┌─ EXERCISE MATERIAL

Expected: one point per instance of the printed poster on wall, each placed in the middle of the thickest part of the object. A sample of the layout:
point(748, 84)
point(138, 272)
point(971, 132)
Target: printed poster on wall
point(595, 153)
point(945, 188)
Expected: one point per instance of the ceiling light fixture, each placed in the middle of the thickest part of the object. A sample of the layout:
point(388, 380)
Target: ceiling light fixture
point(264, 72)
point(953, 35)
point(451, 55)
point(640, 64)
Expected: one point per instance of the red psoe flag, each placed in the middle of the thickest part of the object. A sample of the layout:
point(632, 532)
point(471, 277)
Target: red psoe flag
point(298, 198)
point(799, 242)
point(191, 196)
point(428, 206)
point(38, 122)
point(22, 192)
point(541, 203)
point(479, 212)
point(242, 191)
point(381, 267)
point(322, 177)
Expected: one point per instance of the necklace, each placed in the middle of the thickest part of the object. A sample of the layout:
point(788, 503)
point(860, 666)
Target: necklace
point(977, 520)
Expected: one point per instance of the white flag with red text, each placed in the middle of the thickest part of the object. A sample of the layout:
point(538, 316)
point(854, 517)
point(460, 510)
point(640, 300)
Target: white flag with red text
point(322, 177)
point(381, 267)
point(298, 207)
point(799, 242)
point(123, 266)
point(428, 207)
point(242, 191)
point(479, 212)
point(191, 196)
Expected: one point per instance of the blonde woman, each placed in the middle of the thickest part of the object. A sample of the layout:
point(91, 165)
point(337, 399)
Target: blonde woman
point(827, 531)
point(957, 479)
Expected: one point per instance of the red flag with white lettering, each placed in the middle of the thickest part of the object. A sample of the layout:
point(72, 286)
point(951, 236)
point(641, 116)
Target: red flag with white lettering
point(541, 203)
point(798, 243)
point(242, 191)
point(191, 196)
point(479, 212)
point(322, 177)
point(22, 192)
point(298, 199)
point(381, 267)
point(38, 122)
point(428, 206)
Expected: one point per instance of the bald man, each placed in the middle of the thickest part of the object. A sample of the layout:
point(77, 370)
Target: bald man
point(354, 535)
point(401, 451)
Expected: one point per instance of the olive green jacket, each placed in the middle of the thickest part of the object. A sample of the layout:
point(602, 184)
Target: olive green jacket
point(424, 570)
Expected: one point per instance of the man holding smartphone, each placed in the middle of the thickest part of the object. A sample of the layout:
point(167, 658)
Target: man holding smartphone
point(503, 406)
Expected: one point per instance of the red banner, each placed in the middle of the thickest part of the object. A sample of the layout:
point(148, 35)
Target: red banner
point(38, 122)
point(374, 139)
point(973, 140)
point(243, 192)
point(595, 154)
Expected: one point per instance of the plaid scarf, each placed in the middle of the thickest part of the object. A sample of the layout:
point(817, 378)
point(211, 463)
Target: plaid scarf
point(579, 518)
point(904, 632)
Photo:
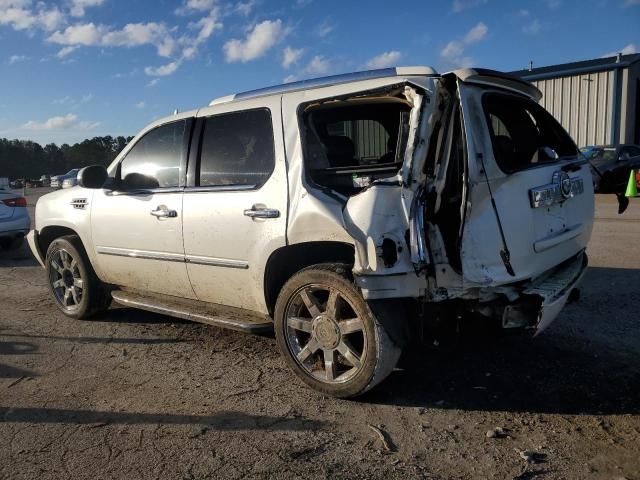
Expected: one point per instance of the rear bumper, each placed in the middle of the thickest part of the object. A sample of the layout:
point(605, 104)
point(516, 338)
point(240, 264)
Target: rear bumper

└─

# INSTRUCTIONS TO FOLLOW
Rewrite all of the records above, replacing "thickest part" with "widest part" wherever it occurs and leaving everything else unchanged. Omit the pictures from your answer.

# RESPONSE FOR THIS EXERCISE
Expected: one point per instance of the printed poster on wall, each placed in the middle of the widest part of the object. A sample of the layout:
point(748, 84)
point(138, 272)
point(971, 132)
Target: printed poster on wall
point(595, 153)
point(945, 188)
Expected: one point per instance of the ceiling light fixture, each placed in the middle of the widest part of the object. A sample of the layout:
point(388, 380)
Target: ceiling light fixture
point(264, 72)
point(953, 35)
point(451, 55)
point(640, 64)
Expected: one point per instance of the red psoe flag, each placed in the middle of the widest part of the object. A sample of the layout:
point(632, 532)
point(471, 277)
Target: red psoe flag
point(298, 198)
point(799, 242)
point(191, 196)
point(428, 206)
point(38, 122)
point(22, 192)
point(541, 203)
point(479, 212)
point(242, 191)
point(381, 267)
point(322, 177)
Expected: one point per instance of the necklace, each placed in the middle of the widest part of the object. A sample of the layout:
point(788, 503)
point(860, 666)
Target: necklace
point(977, 520)
Expected: one point per instance of the white flag with red text, each placed in the middle of the widest part of the object. A sample of the layout:
point(538, 316)
point(854, 517)
point(460, 510)
point(640, 300)
Target: white flag with red text
point(322, 177)
point(381, 267)
point(298, 207)
point(799, 242)
point(123, 266)
point(428, 207)
point(242, 191)
point(479, 212)
point(191, 196)
Expected: one point per instance of the blonde woman, each placed in the middle of the widest part of the object. A sample of the layout:
point(91, 165)
point(337, 399)
Target: blonde woman
point(827, 531)
point(957, 479)
Expected: one point per instance of the red flag with white lettering, each placed in the middle of the widest part of the object. A sample of the layout:
point(72, 286)
point(951, 236)
point(641, 116)
Target: red flag with white lettering
point(541, 203)
point(798, 243)
point(242, 191)
point(191, 196)
point(479, 212)
point(322, 177)
point(22, 192)
point(298, 199)
point(381, 267)
point(38, 122)
point(428, 206)
Expected: one point per instance of the bald man, each placed in the middle of the widest part of the object. A sample of the layout:
point(77, 370)
Target: bald man
point(354, 535)
point(401, 451)
Expected: one point per instance of the olive green jacket, each placed in the middle of the widest part of the object. A sample of the layout:
point(602, 184)
Target: olive green jacket
point(424, 570)
Expected: one point per instance of the man holding smartphone, each placed in the middle of the widest part of the object. A sample of the layout:
point(167, 658)
Target: man holding smartphone
point(503, 406)
Expected: one point per instance of the red banner, each placed in the middle of the widest part of the object. A sample of the layout:
point(148, 35)
Target: red banner
point(38, 122)
point(374, 139)
point(973, 140)
point(243, 192)
point(595, 154)
Expected: one point per instance of the plaid scarf, each placed in the middle of the widest part of the object. A sample of the layout:
point(817, 378)
point(211, 463)
Target: plaid scarf
point(579, 518)
point(904, 632)
Photo:
Expected: one point per instance of the rear bumper, each placed in the middle of the widest part of the object. A sample of the layout:
point(605, 104)
point(516, 338)
point(240, 264)
Target: rear bumper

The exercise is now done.